■ **TASK GOAL**
The data below should be restated word for word, with every picture omitted.

# start of MATERIAL PROVIDED

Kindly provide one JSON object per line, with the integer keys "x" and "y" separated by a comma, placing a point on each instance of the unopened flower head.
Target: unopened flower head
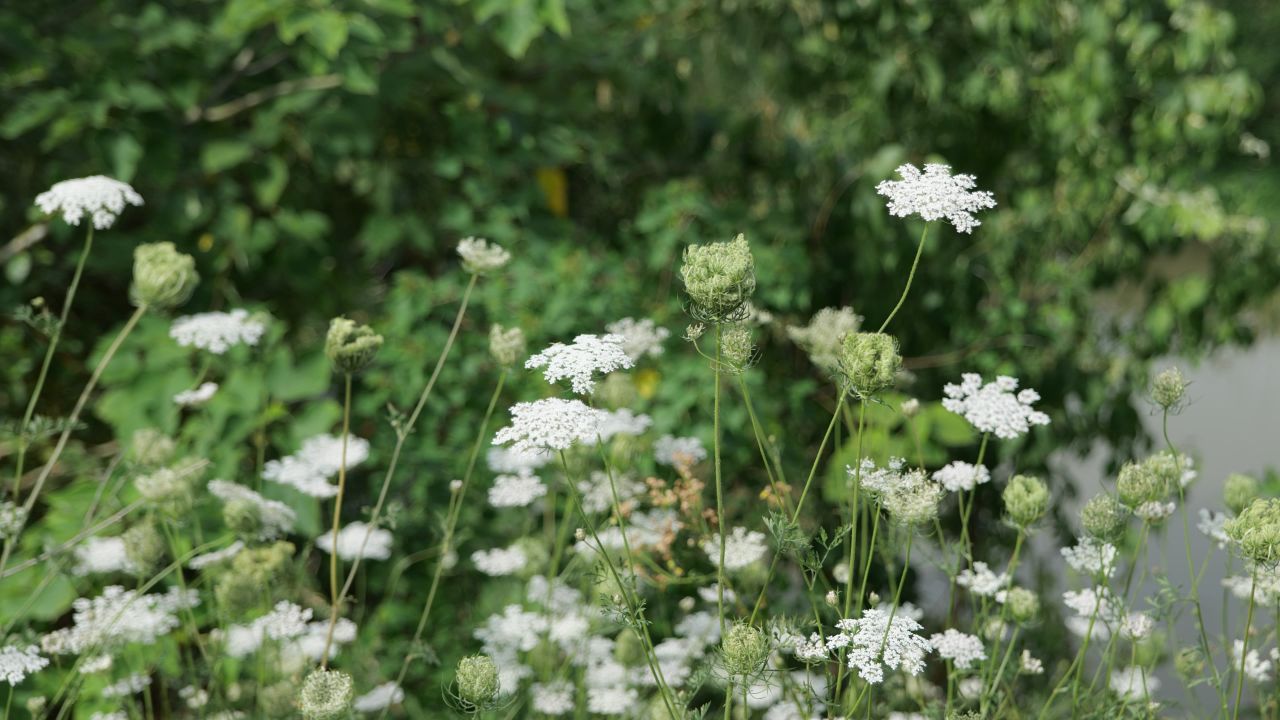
{"x": 824, "y": 335}
{"x": 581, "y": 360}
{"x": 996, "y": 406}
{"x": 163, "y": 278}
{"x": 869, "y": 361}
{"x": 350, "y": 346}
{"x": 936, "y": 195}
{"x": 506, "y": 345}
{"x": 549, "y": 424}
{"x": 100, "y": 197}
{"x": 325, "y": 695}
{"x": 639, "y": 337}
{"x": 720, "y": 278}
{"x": 480, "y": 256}
{"x": 1025, "y": 500}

# end of MATERIAL PROVIDED

■ **WRITTEN SOLUTION**
Kindly provide one JSON object per line, with the integer keys "x" and "y" separated by a comma, placing a point on each instance of the unopened flower head.
Target: unopened flower head
{"x": 824, "y": 335}
{"x": 581, "y": 360}
{"x": 996, "y": 406}
{"x": 163, "y": 278}
{"x": 869, "y": 361}
{"x": 350, "y": 346}
{"x": 936, "y": 195}
{"x": 506, "y": 345}
{"x": 549, "y": 424}
{"x": 100, "y": 197}
{"x": 325, "y": 695}
{"x": 639, "y": 337}
{"x": 720, "y": 278}
{"x": 480, "y": 256}
{"x": 1025, "y": 500}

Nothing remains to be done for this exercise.